__COMPLETE THE FOLLOWING__:
a) In the transcript below about Leopold's AI fund, how much money did he raise when he started the fund at 23?
b) Translate this sentence from the transcript below about Leopold's AI fund into Spanish: "He takes major positions in a few core stocks."
c) List every company in which, according to the transcript below about Leopold's AI fund, he took a stock position.

__GIVEN TEXT__:
Content starts

Hornehoffax, pretty insane.
Yeah, this is like a joke.
This is not even a serious.
It's unbelievable that this happened.
And I think it's a testament to the,
well, maybe lack of seriousness right now.
It's like, everything's going up.
We don't care.
And I do feel that frothy nature.
I find this whole story really interesting,
but we do have a more interesting story.
This is from our good friend, Leopold Ashton Brenner,
who the last time we spoke about him,
I think he was 24.
He's 25 now.
Happy birthday, Leopold.
Since then he's also turned another couple billion dollars in profit.
that we haven't discussed.
So we need to have a brief update
because this dude is on a role.
Leopold, for those who aren't familiar,
famously create the situational awareness fund,
which is designed exclusively to invest
in kind of frontier AI technology companies.
And my God,
it is doing so well to the point that
not only is doing like hostile takeovers of companies,
but now is leading funding rounds in them as well.
And they are up so much money.
This guy's crushing it.
Okay.
So some quick context.
At 23 years old,
starts a fund and raises a humble, very modest, $250 million. In less than a year, he turns that
into $1.5 billion. And at the end of last year, so we're talking December 31st, he's holding around
$2.2 billion in the fund. So that's a huge markup. Any investor would be super happy. But he does
something that no one expects. He takes major positions in a few core stocks. And I have it listed over here.
He takes a massive almost $900 million position in this company called Bloom Energy,
which not many people outside of like the ASFA knew about back then,
which is a fuel cell company.
Basically, you can take portable fuel cells and power AI data centers.
AID data centers are very hot right now, but they need energy.
Bloom Energy solves that.
And then he took a massive additional $300 million position on CoreWeave.
Now, fast forward to today, Bloom Energy had a crazy week.
their stock is up 48% as I am speaking right now, which means that his original position is up
$1.2 billion. That's a $1.2 billion return on his original investment in three and a half
months. Total $2 billion position from $885 million. Absolutely insane. And the reason why is
Bloom Energy is signing deals left, right and center. But it's not only that. I looked at his
sand disk position, Josh. Why did it?
I look at his Sandisk position. Sandisk is already up massively. He decided to take a $250 million
position at the end of last year. That is now worth almost a billion dollars, but I wish that was the
end. The final stock that he was invested in was this little stock over here called Cor Weave,
which is up, I believe, around 25 percent, as we're talking right now, which means that he's up
another couple hundreds a million dollars. The point is, Leopold is absolutely killing it.
And the worst part is, if you wanted the blueprint as to what he's investing in, he wrote us a 64-page essay titled Situational Awareness, the name of his fund that was released about two years ago now, and it's held true until now. It's pretty amazing.

Content ends

__DATASET SECTION__:
Content starts

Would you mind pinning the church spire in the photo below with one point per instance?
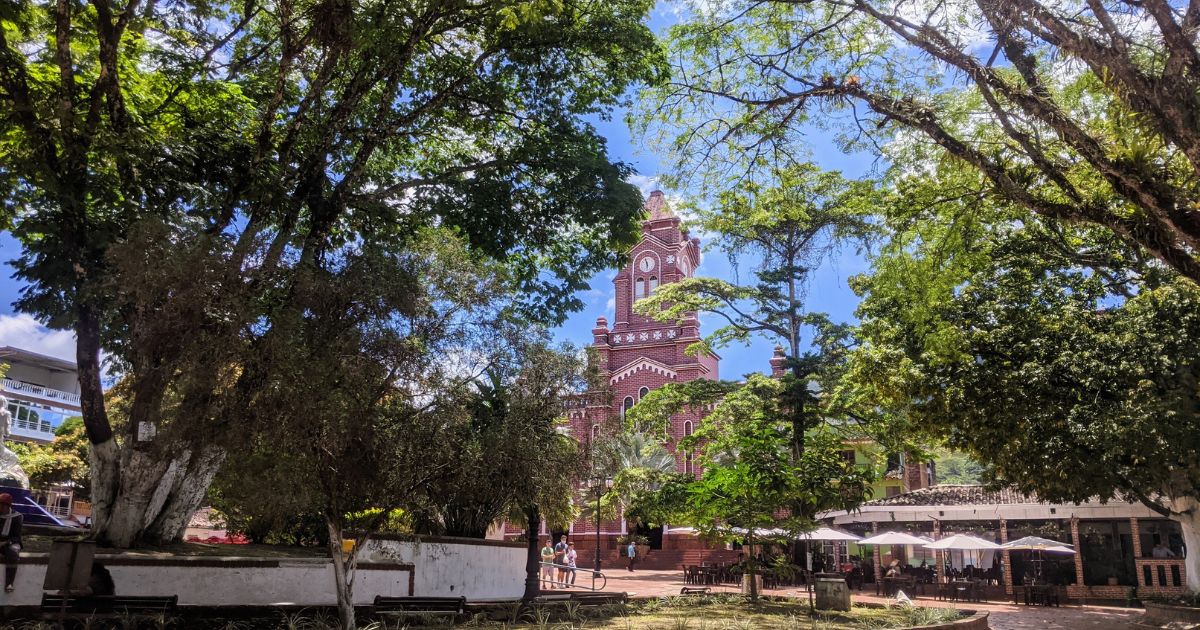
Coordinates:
(658, 207)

Content ends

__NUMBERED RESPONSES__:
a) $250 million.

b) Toma posiciones importantes en unas pocas acciones clave.

c) Bloom Energy, CoreWeave, Sandisk